§ Excerpt to read:
Live album by Bill Cosby
- Released: October 1968
- Venue: Harrah's Lake Tahoe, Nevada
- Genre: Stand-up comedy
- Length: 36:15
- Label: Warner Bros.

Bill Cosby chronology
| To Russell, My Brother, Whom I Slept With (1968) | 200 M.P.H. (1968) | It's True! It's True! (1969) |

= 200 M.P.H. =

200 M.P.H. (1968) is the seventh stand-up comedy album by Bill Cosby, and his ninth album overall. It was recorded live at Harrah's, Lake Tahoe, Nevada, and released by Warner Bros. Records.

Professional ratings
Review scores
| Source | Rating |
| Allmusic |  |

==Background==
In 1967, Bill Cosby bought a Shelby Cobra Super Snake CSX 3303 from his friend, company founder Carroll Shelby. The car was a 1965 Cobra Competition roadster, retained by Shelby American as a PR car and then modified with the addition of two superchargers and a Ford C-6 automatic gearbox. Only two such cars were built; one was retained by Shelby and the other was sold to Cosby. Side two of this album (side one on the cassette release) is a single routine that focuses on Cosby's love of sports cars and his brief ownership of the Super Snake. The title, "200 M.P.H.", refers to Shelby's boast about the car's top speed; however, Cosby became so unnerved during a test drive that he returned it immediately afterward. Shelby American sold the car to S and C Motors in San Francisco, who in turn sold it to a customer named Tony Maxey. Maxey destroyed the CSX 3303 by driving over a cliff and into the Pacific Ocean; he died from his injuries a few days later. Brian Angliss purchased the vehicle and subsequently restored it. He plans to auction the car off.

§ Record excerpts:
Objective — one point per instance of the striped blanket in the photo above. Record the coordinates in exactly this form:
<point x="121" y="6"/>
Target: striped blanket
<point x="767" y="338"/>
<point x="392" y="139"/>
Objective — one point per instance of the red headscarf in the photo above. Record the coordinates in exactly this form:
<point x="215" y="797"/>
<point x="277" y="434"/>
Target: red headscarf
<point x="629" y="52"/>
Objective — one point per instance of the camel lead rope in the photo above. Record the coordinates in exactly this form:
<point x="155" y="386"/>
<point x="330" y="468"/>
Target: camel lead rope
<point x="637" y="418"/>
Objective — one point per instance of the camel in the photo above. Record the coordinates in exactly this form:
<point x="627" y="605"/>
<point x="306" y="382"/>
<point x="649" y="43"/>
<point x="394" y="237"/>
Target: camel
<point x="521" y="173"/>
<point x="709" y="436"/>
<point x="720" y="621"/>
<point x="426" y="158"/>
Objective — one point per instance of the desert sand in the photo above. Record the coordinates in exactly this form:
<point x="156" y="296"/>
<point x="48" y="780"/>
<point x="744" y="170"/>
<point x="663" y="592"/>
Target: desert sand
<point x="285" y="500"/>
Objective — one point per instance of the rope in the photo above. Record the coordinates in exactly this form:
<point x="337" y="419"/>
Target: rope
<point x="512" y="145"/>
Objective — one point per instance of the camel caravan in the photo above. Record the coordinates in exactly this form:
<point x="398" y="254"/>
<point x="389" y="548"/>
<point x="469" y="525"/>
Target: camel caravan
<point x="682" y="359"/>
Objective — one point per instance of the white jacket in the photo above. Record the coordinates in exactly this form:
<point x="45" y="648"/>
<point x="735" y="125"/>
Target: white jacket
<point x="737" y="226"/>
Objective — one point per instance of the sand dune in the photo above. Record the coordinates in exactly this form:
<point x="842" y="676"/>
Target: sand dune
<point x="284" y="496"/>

§ Set problem 1: List every album title in the chronology line of the 200 M.P.H. article, in the order given there.
§ Set problem 2: Copy out the part of the entries that opens with the line containing "Objective — one point per instance of the sand" and closes with the last line of the entries, both ends included.

§ Exercise answer 1:
To Russell, My Brother, Whom I Slept With (1968)
200 M.P.H. (1968)
It's True! It's True! (1969)

§ Exercise answer 2:
Objective — one point per instance of the sand dune in the photo above. Record the coordinates in exactly this form:
<point x="842" y="676"/>
Target: sand dune
<point x="284" y="496"/>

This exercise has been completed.